* Start Document section *

Question

Explain what happens in the Lomuto partition when there is a lot of the same elements in the input and justify the consequences it has for the time complexity of Quicksort.

Answer 1

Lomuto’s Partition Scheme

This scheme chooses a pivot that is typically the last element in the array. The algorithm maintains index i as it scans the array using another index j such that the elements lo through i (inclusive) are less than or equal to the pivot, and the elements i+1 through j-1 (inclusive) are greater than the pivot. As this scheme is more compact and easy to understand, it is frequently used in introductory material, although it is less efficient than Hoare's original scheme. This scheme degrades to O(n²) when the array is already in order.^[10] There have been various variants proposed to boost performance including various ways to select pivot, deal with equal elements, use other sorting algorithms such as Insertion sort for small arrays and so on. In pseudocode, a quicksort that sorts elements lo through hi (inclusive) of an array A can be expressed as:

algorithm quicksort(A, lo, hi) is
    if lo < hi then
        p := partition(A, lo, hi)

* End Document section *
* Start Raw records *

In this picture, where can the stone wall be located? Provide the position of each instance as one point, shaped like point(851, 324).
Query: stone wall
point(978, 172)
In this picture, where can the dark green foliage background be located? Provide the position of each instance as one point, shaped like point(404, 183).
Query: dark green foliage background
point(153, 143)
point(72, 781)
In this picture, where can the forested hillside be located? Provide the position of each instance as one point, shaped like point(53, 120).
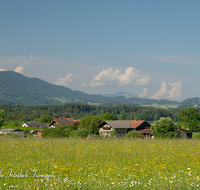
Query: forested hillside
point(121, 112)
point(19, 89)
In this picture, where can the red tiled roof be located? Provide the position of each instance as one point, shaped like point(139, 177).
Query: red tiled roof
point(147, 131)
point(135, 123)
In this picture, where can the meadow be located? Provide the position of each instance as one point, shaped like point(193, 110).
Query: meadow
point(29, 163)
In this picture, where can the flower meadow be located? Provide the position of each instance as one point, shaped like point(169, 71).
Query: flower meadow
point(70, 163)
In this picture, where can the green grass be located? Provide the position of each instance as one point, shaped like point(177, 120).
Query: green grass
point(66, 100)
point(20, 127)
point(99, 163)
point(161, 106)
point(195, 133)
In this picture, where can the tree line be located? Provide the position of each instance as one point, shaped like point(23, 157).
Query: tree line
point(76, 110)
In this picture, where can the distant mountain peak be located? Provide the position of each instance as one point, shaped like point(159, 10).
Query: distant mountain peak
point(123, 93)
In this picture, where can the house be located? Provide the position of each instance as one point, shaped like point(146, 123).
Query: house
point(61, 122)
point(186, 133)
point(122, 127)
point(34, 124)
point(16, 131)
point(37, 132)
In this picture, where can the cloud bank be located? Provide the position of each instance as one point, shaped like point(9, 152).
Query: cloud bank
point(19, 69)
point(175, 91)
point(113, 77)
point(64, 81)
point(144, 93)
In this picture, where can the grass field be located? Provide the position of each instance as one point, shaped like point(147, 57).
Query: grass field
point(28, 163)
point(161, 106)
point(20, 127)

* End Raw records *
* Start Raw records *

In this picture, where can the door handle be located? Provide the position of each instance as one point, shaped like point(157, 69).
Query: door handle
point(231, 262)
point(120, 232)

* End Raw records *
* Start Raw records *

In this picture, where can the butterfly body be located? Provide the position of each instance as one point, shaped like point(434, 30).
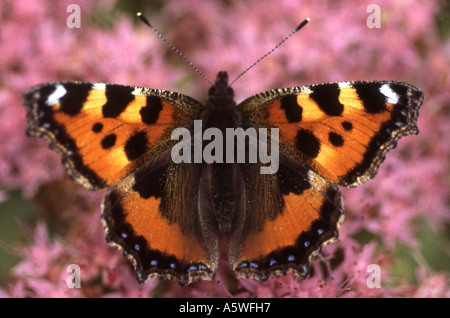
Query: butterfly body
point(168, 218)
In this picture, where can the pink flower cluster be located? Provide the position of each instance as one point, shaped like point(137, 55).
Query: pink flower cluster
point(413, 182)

* End Raw records *

**Tasks to carry out**
1: According to the Lomuto partition thread, in what case does the scheme degrade to O(n²)?
2: Retype the Lomuto partition thread starting with "Explain what happens" and going on through "complexity of Quicksort.".
3: Extend the Lomuto partition thread from the point where it stops.
The listing is separate material from the Lomuto partition thread.

**Task-by-task outputs**
1: When the array is already in order.

2:
Explain what happens in the Lomuto partition when there is a lot of the same elements in the input and justify the consequences it has for the time complexity of Quicksort.

3:
        quicksort(A, lo, p - 1)
        quicksort(A, p + 1, hi)

algorithm partition(A, lo, hi) is
    pivot := A[hi]
    i := lo
    for j := lo to hi - 1 do
        if A[j] < pivot then
            swap A[i] with A[j]
            i := i + 1
    swap A[i] with A[hi]
    return i

Sorting the entire array is accomplished by quicksort(A, 0, length(A) - 1).

Consequences of Lomuto's algorithm

When all the elements of the array are same, then Lomuto's algorithm will result in n² comparisons and hence, the complexity of quick sort will become O(n²)